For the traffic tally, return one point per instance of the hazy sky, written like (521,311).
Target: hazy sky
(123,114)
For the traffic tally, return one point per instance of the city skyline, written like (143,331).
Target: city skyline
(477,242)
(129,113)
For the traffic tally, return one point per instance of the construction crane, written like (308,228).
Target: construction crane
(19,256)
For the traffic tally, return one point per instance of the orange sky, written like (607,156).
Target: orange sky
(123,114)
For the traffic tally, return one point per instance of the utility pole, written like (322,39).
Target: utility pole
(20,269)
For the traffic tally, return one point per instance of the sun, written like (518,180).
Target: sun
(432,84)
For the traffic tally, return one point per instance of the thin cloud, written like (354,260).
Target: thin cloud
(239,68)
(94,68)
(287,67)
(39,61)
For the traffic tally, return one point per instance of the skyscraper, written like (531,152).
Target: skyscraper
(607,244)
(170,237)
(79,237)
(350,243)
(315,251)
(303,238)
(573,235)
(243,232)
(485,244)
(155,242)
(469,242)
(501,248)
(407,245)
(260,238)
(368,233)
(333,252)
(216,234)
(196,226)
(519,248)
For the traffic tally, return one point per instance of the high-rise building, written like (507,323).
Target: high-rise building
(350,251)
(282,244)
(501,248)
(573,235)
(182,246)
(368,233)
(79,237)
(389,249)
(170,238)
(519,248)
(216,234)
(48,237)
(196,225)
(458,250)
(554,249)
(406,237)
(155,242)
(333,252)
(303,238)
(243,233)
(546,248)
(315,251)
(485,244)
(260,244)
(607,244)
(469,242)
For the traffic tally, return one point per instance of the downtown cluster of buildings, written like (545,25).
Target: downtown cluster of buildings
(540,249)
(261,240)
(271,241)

════

# [What you need to do]
Print every entry exactly as it appears.

# [Result of the exercise]
For the traffic tally, return one point per instance of the hazy sky, written like (521,311).
Target: hazy sky
(123,114)
For the traffic tally, return one point per instance of the city skyline, written like (143,331).
Target: city skyline
(477,242)
(129,113)
For the traffic tally, return one point per instance of the construction crane, written like (308,228).
Target: construction crane
(19,256)
For the traffic tally, return one point per instance of the orange sky, written like (607,156).
Target: orange sky
(123,114)
For the traffic tally, return one point per instance of the utility pole, written like (322,39).
Target: utility pole
(20,269)
For the traffic tally, return one point per instance of the sun, written like (518,180).
Target: sun
(432,84)
For the traffic tally, return one point per instance of the thin cloud, written like (354,260).
Target: thin cloud
(239,68)
(94,68)
(287,67)
(39,61)
For the traffic tally, return one point per instance of the skyscraper, written like (531,152).
Target: skyscraper
(607,244)
(170,237)
(79,237)
(350,243)
(315,251)
(303,238)
(573,235)
(243,232)
(485,244)
(155,242)
(469,242)
(501,248)
(407,245)
(260,238)
(368,233)
(333,252)
(216,234)
(196,226)
(519,248)
For the traffic tally, return one point per instance of the high-rise building, written like (507,323).
Target: high-rise building
(350,251)
(282,244)
(501,248)
(573,235)
(182,246)
(368,233)
(79,237)
(389,249)
(170,238)
(519,248)
(216,234)
(48,237)
(196,225)
(458,250)
(554,249)
(406,237)
(155,242)
(333,252)
(303,238)
(243,233)
(546,248)
(315,251)
(485,244)
(260,244)
(607,244)
(469,242)
For the traffic tally, return one point per instance of the downtown cluster of buildings, written like (545,25).
Target: downtown cluster of buildings
(540,249)
(261,240)
(271,241)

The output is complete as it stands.